**Questions**
(a) Extract the part of the sea star wasting disease passage that opens with the words containing "Sea stars (Echinodermata: Asteroidea)" and closes with "long time scales.", copying it word for word.
(b) State whether each of these statements agrees with the sea star wasting disease passage, answering yes or no and quoting the deciding words of the passage: (i) The sieve plate keeps bacteria-sized particles out of the water vascular system. (ii) Diadema antillarum has still not regained its pre-epizootic abundance. (iii) Since June 2013, 20 species of asteroid have died from SSWD.

Metatranscriptomic Analysis of Pycnopodia helianthoides (Asteroidea) Affected by Sea Star Wasting Disease

  • Brent M. Gudenkauf, 
  • Ian Hewson


Sea star wasting disease (SSWD) describes a suite of symptoms reported in asteroids of the North American Pacific Coast. We performed a metatranscriptomic survey of asymptomatic and symptomatic sunflower star (Pycnopodia helianthoides) body wall tissues to understand holobiont gene expression in tissues affected by SSWD. Metatranscriptomes were highly variable between replicate libraries, and most differentially expressed genes represented either transcripts of associated microorganisms (particularly Pseudomonas and Vibrio relatives) or low-level echinoderm transcripts of unknown function. However, the pattern of annotated host functional genes reflects enhanced apoptotic and tissue degradation processes and decreased energy metabolism, while signalling of death-related proteins was greater in asymptomatic and symptomatic tissues. Our results suggest that the body wall tissues of SSWD-affected asteroids may undergo structural changes during disease progression, and that they are stimulated to undergo autocatalytic cell death processes.


Sea stars (Echinodermata: Asteroidea) are crucial components of coastal marine ecosystems, with some considered keystone species due to their disproportionately large influence on benthic community structure relative to their abundance [1]. Echinoderms periodically experience massive mortality, often resulting in large ecosystem changes. For example, a mass mortality of the herbivorous urchin Diadema antillarum in Caribbean Reefs in the early 1980s [2] dramatically altered the composition of coral reef communities [3]; Diadema antillarum has still not regained its pre-epizootic abundance[4]. In Nova Scotia, mass mortalities of the urchin Strongylocentrotus droebachiensis shifted communities from barrens to lush kelp beds [5]. Hence, echinoderm disease has the potential to reshape benthic invertebrate communities over short to long time scales.

Sea star wasting disease (SSWD) describes a suite of objective clinical signs observed in asteroids, beginning with behavioral changes including lethargy and curling of limbs, followed by development of lesions prior to arm autotomy, loss of animal turgor (deflation), and finally animal death. Previous episodes of asteroid wasting have been limited to single species in restricted ranges. SSWD was reported in Southern California in 1978 [6], 1982–1983 [7] and 1997 [7], and in British Columbia in 2008 [8]. Wasting-like signs were also observed in asteroids in the South Pacific in 1984, 1986 [9] and 1999 [10]. Since June 2013, 20 species of asteroid, spanning much of the asteroid phylogeny, and from Alaska to Baja California have died from SSWD, making it the largest marine epizootic observed yet [11]. Sea star wasting disease is caused by a virus-sized organism, and the most promising candidate of viruses is the sea star associated densovirus (SSaDV) [11]. Densoviruses have previously been observed in urchins (echinoids) [12] and SSaDV was detected in both ophiuroids, echinoids and asteroids, suggesting densoviruses may be a common constituent of echinoderm holobionts. Like all marine invertebrates, echinoderms exist in a medium containing abundant heterotrophic bacteria (~ 106 cells ml-1) that consume labile organic matter, including metazoan exudates. Echinoderms also bear water vascular systems which draw water through a sieve plate/madreporite [13]. This sieve plate permits bacteria-sized particles to pass into the water vascular system. The echinoderm holobiont therefore comprises the animal itself along with bacteria and other microorganisms.

**Provided material**

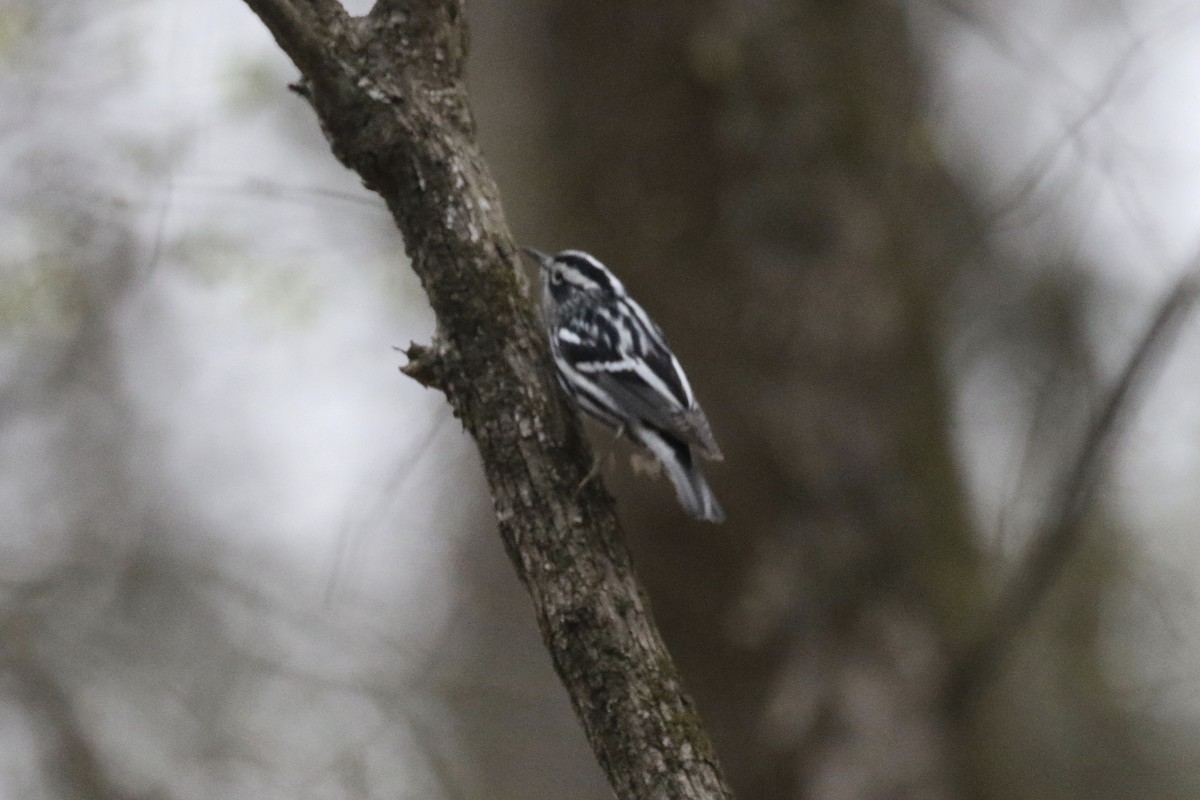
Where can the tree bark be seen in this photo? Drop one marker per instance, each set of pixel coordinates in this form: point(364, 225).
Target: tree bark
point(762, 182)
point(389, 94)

---

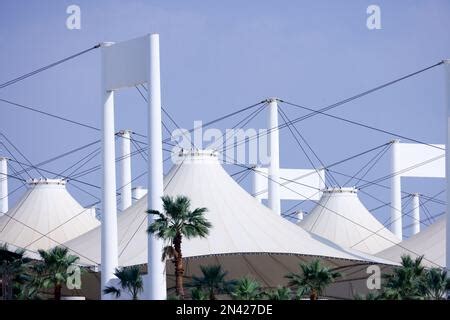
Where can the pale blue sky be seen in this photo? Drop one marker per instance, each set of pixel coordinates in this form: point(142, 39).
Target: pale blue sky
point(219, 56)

**Written answers**
(a)
Sea stars (Echinodermata: Asteroidea) are crucial components of coastal marine ecosystems, with some considered keystone species due to their disproportionately large influence on benthic community structure relative to their abundance [1]. Echinoderms periodically experience massive mortality, often resulting in large ecosystem changes. For example, a mass mortality of the herbivorous urchin Diadema antillarum in Caribbean Reefs in the early 1980s [2] dramatically altered the composition of coral reef communities [3]; Diadema antillarum has still not regained its pre-epizootic abundance[4]. In Nova Scotia, mass mortalities of the urchin Strongylocentrotus droebachiensis shifted communities from barrens to lush kelp beds [5]. Hence, echinoderm disease has the potential to reshape benthic invertebrate communities over short to long time scales.

(b)
(i) No: "This sieve plate permits bacteria-sized particles to pass into the water vascular system."
(ii) Yes: "Diadema antillarum has still not regained its pre-epizootic abundance[4]."
(iii) Yes: "Since June 2013, 20 species of asteroid, spanning much of the asteroid phylogeny, and from Alaska to Baja California have died from SSWD"